[Collected data entries]

============================================================

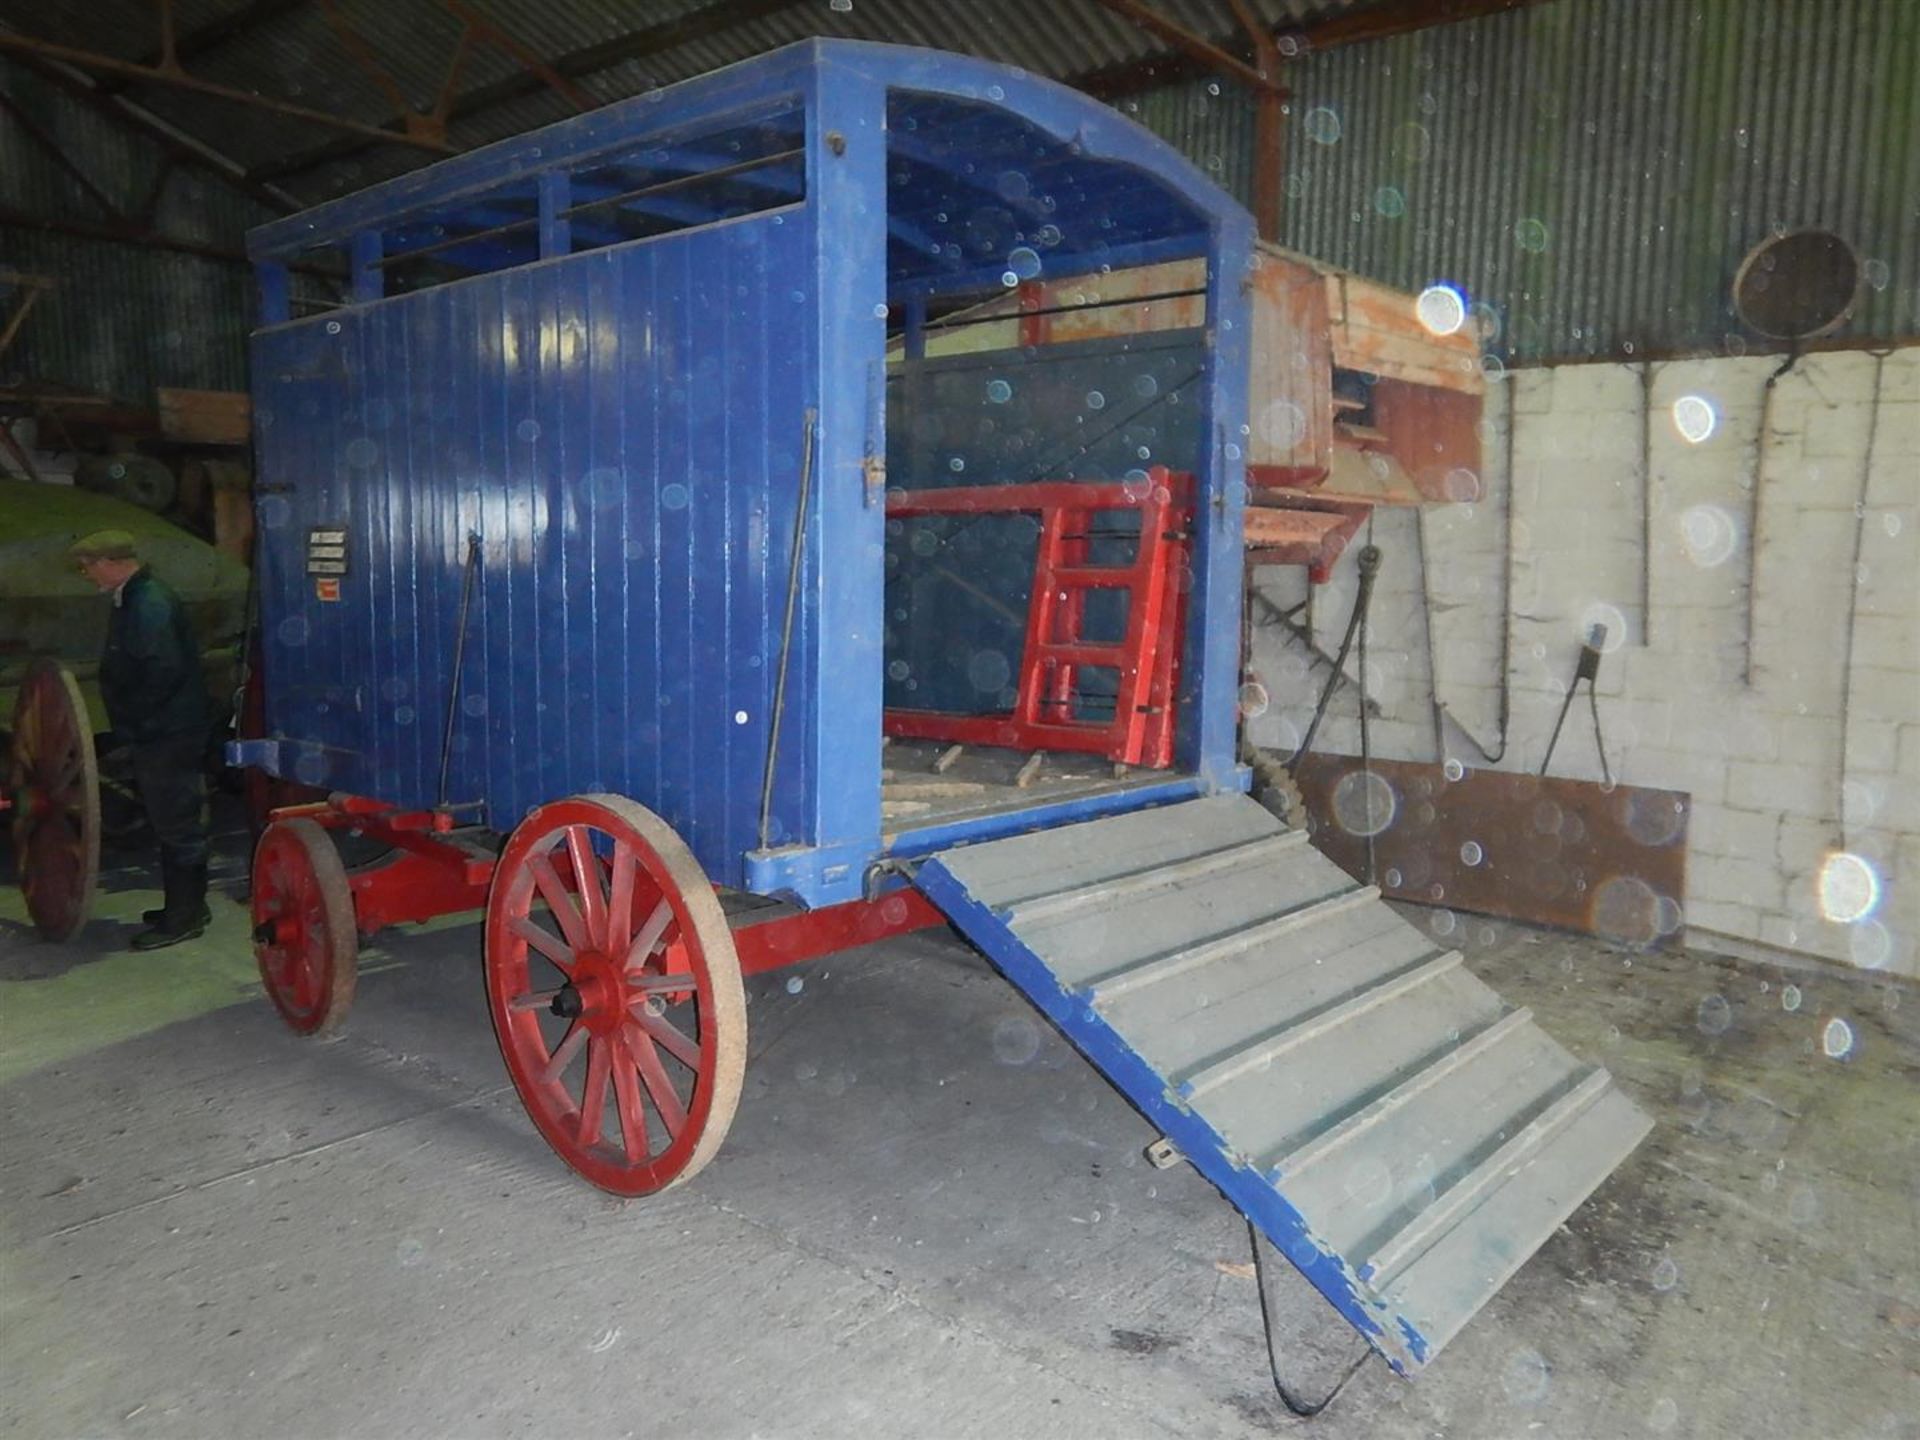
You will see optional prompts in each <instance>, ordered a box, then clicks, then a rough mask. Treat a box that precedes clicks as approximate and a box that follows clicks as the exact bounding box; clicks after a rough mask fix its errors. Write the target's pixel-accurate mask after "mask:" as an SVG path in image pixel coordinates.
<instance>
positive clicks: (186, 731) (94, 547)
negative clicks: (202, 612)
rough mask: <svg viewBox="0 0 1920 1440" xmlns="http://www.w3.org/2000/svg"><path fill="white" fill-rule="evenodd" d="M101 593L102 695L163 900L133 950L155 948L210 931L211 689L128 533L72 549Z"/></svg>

============================================================

§ What needs to be done
Repeat, without change, each line of the data above from the one that contains "positive clicks: (186, 731) (94, 547)" through the final line, counting both.

§ Final answer
positive clicks: (186, 731) (94, 547)
negative clicks: (202, 612)
rough mask: <svg viewBox="0 0 1920 1440" xmlns="http://www.w3.org/2000/svg"><path fill="white" fill-rule="evenodd" d="M101 593L102 695L163 900L133 950L155 948L210 931L211 689L128 533L72 549Z"/></svg>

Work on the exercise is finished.